### STATED GOAL
Please reproduce the lines below verbatim, starting with the line that contains "green tree foliage" and going on through the final line of the items.

### MATERIAL FOR THIS EXERCISE
▼

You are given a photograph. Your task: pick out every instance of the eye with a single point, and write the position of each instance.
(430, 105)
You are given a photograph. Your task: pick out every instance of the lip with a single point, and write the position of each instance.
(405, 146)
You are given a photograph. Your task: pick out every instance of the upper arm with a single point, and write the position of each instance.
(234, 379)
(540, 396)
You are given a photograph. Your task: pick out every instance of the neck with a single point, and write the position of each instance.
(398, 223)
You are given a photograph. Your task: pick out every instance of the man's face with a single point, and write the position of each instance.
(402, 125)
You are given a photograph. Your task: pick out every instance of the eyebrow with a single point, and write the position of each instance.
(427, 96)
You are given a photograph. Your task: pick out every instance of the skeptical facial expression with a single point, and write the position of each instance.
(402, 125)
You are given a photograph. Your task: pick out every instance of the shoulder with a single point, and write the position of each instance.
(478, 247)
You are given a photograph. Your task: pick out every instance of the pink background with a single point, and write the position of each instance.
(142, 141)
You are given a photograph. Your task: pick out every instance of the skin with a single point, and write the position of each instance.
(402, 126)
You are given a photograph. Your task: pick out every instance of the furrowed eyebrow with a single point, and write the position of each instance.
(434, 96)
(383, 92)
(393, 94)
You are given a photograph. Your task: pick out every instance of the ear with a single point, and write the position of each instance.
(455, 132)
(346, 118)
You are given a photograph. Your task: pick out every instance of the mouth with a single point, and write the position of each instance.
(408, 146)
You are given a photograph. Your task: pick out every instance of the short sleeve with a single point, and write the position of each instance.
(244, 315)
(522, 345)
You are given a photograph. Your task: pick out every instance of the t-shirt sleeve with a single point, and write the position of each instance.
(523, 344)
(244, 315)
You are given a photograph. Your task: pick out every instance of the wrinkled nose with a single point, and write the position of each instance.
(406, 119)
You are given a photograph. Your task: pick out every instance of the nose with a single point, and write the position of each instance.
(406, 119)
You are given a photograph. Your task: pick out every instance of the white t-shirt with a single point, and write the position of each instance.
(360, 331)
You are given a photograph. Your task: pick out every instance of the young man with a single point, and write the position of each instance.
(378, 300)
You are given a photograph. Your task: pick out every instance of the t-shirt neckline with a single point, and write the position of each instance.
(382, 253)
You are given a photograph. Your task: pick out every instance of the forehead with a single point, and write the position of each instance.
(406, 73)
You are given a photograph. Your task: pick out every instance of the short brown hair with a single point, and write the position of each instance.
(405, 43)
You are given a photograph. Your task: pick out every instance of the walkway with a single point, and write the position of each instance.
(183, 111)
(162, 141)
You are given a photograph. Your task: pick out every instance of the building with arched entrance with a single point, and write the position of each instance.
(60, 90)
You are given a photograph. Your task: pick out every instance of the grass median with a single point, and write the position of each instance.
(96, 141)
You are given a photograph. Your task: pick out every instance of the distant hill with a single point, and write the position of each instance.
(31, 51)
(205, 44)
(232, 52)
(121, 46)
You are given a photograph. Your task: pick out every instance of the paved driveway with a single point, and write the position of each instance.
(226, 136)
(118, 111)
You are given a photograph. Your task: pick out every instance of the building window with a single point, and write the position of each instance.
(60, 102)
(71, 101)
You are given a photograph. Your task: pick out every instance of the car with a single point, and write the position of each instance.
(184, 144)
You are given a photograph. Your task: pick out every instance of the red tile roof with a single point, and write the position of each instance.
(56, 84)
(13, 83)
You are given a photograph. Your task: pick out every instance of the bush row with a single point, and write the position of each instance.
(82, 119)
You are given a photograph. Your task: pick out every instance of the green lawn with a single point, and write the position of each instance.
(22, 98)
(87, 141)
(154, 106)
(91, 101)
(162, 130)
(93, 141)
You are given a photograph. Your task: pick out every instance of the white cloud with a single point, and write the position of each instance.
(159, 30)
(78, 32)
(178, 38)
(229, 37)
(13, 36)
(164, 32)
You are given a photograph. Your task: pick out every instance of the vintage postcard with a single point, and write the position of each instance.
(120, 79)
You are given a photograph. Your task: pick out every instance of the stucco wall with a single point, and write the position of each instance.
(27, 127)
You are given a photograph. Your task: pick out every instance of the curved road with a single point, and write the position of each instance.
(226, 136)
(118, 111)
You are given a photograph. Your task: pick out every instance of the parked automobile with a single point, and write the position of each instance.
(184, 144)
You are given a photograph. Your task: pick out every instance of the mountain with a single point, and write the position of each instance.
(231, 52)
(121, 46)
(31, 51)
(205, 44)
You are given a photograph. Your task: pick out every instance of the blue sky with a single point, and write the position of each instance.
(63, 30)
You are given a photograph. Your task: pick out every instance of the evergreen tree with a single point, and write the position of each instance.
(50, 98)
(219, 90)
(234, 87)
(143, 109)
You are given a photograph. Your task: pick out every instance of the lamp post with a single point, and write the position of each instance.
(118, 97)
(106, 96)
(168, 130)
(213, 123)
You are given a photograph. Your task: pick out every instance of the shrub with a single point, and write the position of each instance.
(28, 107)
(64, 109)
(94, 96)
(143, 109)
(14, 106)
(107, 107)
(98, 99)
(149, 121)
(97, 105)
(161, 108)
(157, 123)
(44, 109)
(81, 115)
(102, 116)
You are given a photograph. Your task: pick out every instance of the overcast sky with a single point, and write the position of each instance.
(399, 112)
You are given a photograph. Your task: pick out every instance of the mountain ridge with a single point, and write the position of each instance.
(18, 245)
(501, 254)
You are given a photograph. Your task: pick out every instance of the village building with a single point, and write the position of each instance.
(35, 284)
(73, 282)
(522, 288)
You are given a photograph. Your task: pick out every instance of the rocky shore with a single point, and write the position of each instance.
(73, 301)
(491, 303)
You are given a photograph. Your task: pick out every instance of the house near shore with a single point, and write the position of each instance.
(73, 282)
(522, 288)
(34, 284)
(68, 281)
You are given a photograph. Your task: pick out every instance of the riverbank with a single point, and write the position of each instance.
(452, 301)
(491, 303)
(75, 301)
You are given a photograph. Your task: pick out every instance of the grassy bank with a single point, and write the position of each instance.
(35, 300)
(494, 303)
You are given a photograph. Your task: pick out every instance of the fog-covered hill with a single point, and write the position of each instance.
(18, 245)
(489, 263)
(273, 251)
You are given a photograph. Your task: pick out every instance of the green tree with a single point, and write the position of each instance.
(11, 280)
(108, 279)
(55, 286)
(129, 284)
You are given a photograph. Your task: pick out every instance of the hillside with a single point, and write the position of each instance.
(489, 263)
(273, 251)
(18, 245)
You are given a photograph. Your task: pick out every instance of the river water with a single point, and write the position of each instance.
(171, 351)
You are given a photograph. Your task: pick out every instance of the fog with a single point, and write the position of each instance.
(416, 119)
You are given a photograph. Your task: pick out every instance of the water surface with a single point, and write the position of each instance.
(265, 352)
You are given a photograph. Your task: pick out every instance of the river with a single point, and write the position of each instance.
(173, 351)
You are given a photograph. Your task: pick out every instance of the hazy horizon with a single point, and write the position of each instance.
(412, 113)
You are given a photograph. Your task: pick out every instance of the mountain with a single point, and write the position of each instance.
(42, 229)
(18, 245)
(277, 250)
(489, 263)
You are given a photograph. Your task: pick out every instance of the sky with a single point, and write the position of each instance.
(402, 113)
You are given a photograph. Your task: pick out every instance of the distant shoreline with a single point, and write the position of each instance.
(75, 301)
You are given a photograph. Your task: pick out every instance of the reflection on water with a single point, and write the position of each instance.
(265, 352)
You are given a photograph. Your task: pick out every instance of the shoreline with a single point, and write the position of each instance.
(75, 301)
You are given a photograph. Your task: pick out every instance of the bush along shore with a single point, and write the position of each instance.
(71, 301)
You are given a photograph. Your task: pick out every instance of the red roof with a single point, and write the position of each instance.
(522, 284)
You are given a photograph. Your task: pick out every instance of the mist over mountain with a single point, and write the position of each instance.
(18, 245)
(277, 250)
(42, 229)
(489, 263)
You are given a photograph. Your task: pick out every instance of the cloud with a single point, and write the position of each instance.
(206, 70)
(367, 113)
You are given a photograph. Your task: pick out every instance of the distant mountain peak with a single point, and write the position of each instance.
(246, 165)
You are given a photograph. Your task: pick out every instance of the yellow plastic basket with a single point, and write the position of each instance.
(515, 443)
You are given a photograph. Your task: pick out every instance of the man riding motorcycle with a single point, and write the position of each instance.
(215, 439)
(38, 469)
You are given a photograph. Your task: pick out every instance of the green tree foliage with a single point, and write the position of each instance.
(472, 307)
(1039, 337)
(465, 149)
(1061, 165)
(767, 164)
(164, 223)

▲

### ANSWER IN FULL
You are given a photograph. Your task: pick out every instance of the green tree foliage with a single point, and write the position of each instance.
(472, 307)
(1039, 337)
(465, 149)
(1061, 165)
(767, 164)
(164, 223)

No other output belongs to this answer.